▶ Exercise
Range to output from the entries below: the line containing "[locate] snowy road" through the line containing "[locate] pine tree". Set it down exactly, ends included, nothing else.

▶ Referring expression data
++++++++++

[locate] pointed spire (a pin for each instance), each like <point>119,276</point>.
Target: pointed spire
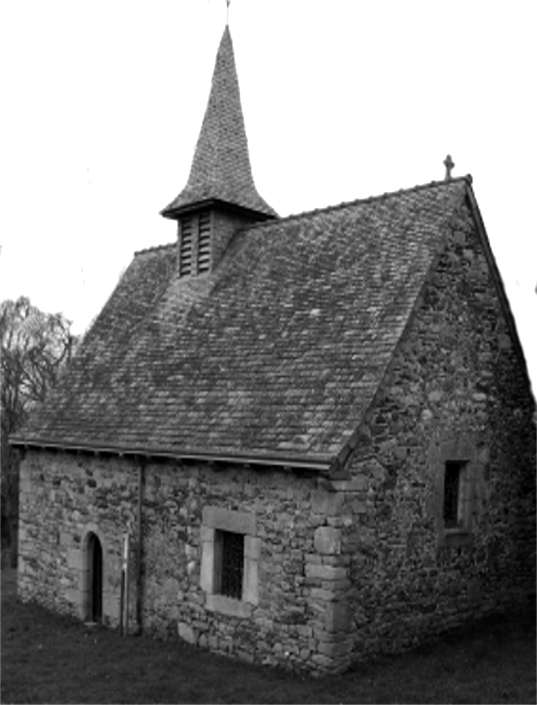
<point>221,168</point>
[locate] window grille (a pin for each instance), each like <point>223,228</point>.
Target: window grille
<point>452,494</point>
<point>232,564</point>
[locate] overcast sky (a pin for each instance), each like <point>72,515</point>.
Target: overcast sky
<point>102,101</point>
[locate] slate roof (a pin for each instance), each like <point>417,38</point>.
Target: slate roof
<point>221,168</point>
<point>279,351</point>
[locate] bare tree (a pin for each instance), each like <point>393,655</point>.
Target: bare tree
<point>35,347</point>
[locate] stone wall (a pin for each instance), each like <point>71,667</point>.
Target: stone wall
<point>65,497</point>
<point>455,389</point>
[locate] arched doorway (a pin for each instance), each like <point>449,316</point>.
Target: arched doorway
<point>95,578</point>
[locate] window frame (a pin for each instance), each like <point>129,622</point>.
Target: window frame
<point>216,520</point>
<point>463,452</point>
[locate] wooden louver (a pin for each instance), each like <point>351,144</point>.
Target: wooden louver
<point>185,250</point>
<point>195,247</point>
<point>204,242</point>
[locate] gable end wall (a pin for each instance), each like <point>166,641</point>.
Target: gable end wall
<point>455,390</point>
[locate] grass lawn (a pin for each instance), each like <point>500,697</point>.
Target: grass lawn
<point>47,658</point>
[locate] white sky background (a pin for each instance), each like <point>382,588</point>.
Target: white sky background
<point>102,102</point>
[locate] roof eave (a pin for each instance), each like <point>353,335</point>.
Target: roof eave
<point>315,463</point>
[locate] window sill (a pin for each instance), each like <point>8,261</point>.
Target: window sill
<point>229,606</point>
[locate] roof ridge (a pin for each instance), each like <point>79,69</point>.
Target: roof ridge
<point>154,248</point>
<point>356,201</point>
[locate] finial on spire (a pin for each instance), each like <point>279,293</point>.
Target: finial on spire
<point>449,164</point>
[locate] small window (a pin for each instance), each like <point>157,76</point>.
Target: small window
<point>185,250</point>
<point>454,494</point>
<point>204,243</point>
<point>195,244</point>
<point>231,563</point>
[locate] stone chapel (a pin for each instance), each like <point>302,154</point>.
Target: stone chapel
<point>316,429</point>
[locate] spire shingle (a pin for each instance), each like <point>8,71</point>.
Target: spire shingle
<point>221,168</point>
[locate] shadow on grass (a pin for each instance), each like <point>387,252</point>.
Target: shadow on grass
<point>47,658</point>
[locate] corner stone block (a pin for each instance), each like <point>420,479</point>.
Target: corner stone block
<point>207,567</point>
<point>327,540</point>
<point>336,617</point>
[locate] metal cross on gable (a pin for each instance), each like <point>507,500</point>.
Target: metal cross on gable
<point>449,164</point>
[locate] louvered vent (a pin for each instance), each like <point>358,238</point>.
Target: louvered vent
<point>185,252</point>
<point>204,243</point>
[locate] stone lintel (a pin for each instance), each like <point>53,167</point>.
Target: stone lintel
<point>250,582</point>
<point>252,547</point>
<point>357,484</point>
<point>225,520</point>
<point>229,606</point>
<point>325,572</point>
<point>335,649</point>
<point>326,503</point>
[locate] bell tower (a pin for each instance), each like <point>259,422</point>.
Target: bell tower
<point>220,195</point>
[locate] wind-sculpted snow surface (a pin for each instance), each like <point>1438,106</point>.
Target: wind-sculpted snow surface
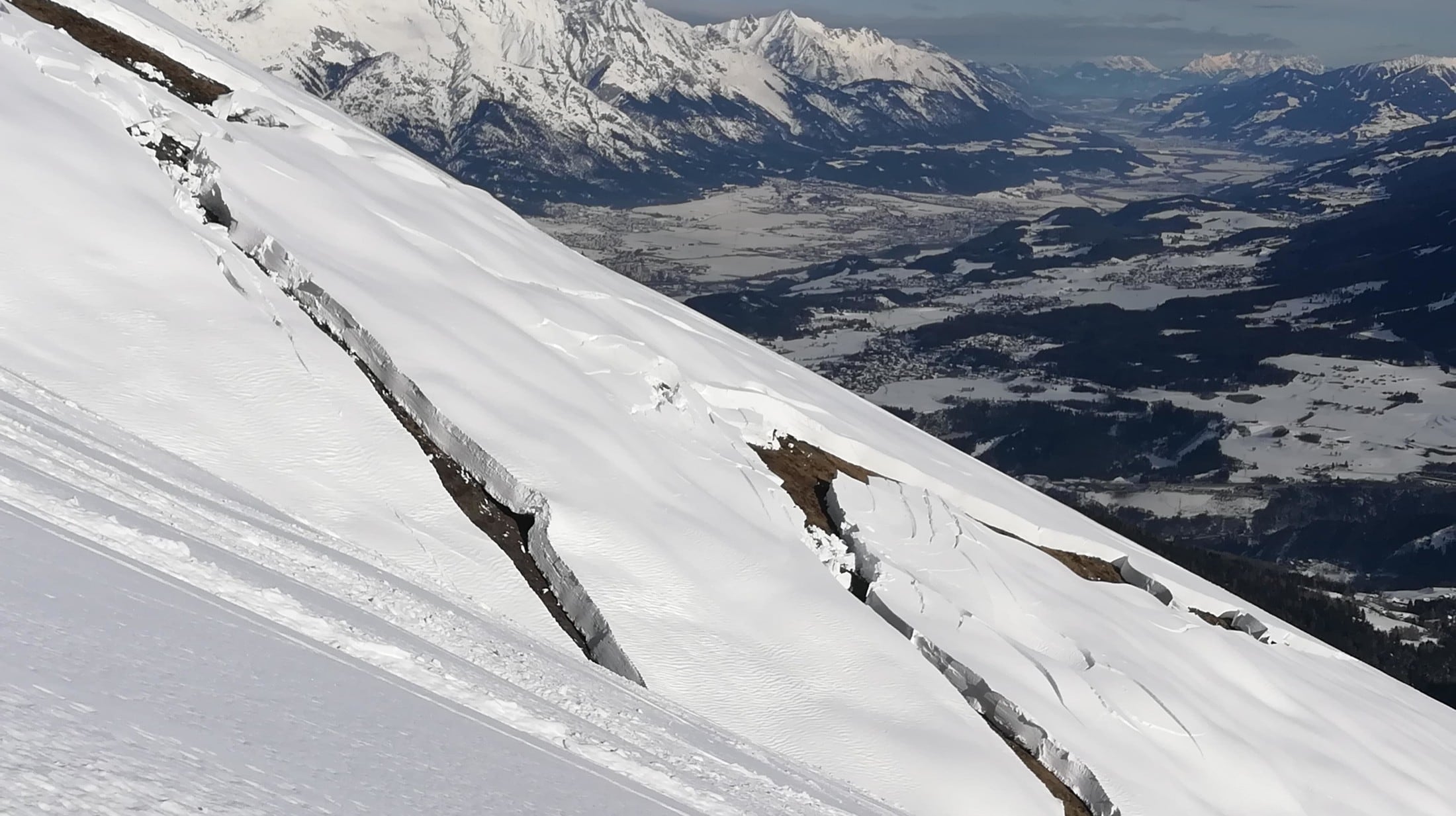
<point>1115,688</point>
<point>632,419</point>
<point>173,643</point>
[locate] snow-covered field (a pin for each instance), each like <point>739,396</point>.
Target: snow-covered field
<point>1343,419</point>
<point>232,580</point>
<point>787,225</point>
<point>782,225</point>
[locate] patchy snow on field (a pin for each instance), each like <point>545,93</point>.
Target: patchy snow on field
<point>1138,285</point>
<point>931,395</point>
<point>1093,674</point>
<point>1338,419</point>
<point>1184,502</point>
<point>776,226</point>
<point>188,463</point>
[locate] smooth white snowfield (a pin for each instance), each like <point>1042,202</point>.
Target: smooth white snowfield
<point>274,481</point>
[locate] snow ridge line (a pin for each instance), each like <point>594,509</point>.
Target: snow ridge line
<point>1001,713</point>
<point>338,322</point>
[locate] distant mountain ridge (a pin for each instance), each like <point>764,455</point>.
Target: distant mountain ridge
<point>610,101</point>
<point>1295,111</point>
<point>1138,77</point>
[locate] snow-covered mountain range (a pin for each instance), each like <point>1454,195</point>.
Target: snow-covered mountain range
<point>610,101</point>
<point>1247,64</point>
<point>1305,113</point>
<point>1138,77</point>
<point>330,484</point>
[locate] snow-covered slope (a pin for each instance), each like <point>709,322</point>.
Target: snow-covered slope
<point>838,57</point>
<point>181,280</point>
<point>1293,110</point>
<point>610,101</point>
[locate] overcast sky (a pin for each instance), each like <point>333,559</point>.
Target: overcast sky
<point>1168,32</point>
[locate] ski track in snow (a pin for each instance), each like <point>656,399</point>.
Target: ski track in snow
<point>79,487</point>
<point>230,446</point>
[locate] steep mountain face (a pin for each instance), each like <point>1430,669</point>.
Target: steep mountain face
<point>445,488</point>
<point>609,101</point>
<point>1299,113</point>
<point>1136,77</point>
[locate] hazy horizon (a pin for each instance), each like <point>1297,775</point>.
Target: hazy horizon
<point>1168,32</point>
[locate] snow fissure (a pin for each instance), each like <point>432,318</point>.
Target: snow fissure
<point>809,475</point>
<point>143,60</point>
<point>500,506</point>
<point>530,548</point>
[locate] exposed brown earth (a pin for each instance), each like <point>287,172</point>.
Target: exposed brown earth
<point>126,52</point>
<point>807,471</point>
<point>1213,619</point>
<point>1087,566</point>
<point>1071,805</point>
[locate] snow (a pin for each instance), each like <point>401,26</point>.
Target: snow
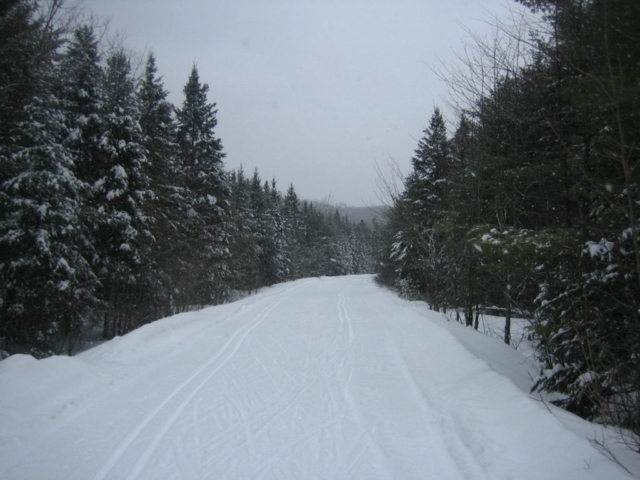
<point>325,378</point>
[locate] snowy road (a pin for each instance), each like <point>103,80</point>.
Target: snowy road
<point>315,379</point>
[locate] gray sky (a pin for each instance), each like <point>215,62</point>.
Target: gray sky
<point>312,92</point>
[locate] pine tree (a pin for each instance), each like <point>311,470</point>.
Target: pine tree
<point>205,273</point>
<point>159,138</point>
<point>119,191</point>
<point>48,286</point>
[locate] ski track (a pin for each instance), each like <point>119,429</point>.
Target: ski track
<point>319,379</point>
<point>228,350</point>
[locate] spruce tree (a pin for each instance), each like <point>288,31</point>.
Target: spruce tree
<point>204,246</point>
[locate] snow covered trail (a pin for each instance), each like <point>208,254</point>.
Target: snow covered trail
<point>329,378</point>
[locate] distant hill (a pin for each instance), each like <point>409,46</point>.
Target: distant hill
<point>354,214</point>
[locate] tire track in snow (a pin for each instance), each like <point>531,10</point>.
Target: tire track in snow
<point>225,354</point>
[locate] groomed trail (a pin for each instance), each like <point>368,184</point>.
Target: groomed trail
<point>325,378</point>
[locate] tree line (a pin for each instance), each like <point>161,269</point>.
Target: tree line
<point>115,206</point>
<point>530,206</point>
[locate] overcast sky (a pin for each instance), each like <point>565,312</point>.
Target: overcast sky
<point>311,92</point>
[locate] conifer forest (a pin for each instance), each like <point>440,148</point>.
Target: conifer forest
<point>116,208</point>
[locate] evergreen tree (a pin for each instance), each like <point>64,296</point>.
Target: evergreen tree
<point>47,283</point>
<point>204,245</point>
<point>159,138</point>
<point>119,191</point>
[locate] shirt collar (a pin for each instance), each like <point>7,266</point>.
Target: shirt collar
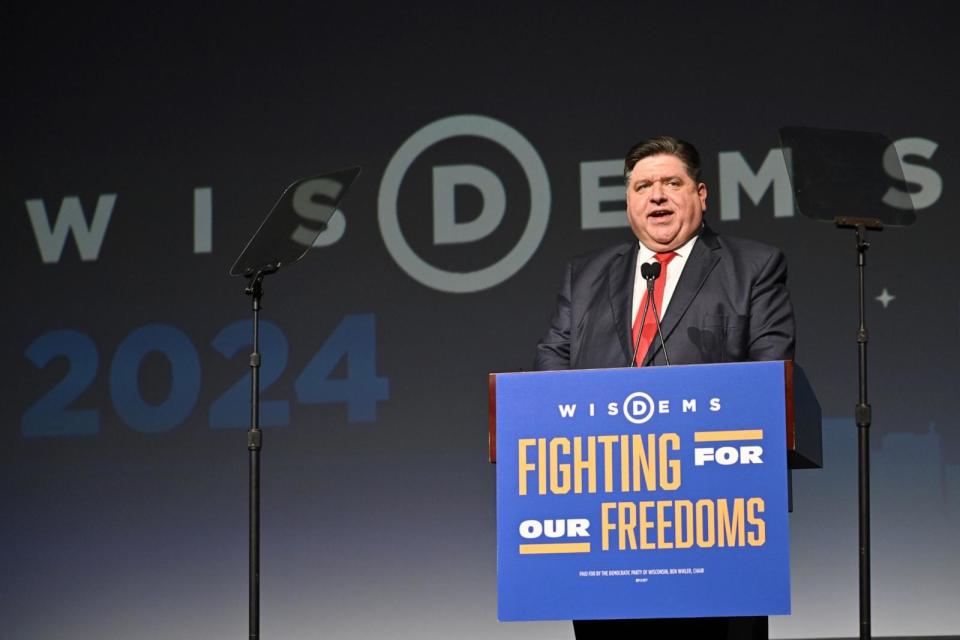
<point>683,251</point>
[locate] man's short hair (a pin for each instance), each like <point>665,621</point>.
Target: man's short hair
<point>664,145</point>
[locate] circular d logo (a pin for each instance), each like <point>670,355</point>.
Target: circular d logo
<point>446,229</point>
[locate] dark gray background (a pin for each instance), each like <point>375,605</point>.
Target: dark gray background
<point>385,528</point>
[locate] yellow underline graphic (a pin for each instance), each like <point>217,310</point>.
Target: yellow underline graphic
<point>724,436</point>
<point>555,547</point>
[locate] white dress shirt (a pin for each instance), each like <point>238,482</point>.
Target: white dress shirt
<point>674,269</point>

++++++++++

▶ Problem solution
[locate] snowy road (a pin for each instance), each like <point>103,80</point>.
Target: snowy road
<point>315,379</point>
[locate] gray sky (a pin for each instance), each like <point>215,62</point>.
Target: gray sky
<point>312,92</point>
[locate] pine tree (a pin for each instance), each like <point>311,470</point>.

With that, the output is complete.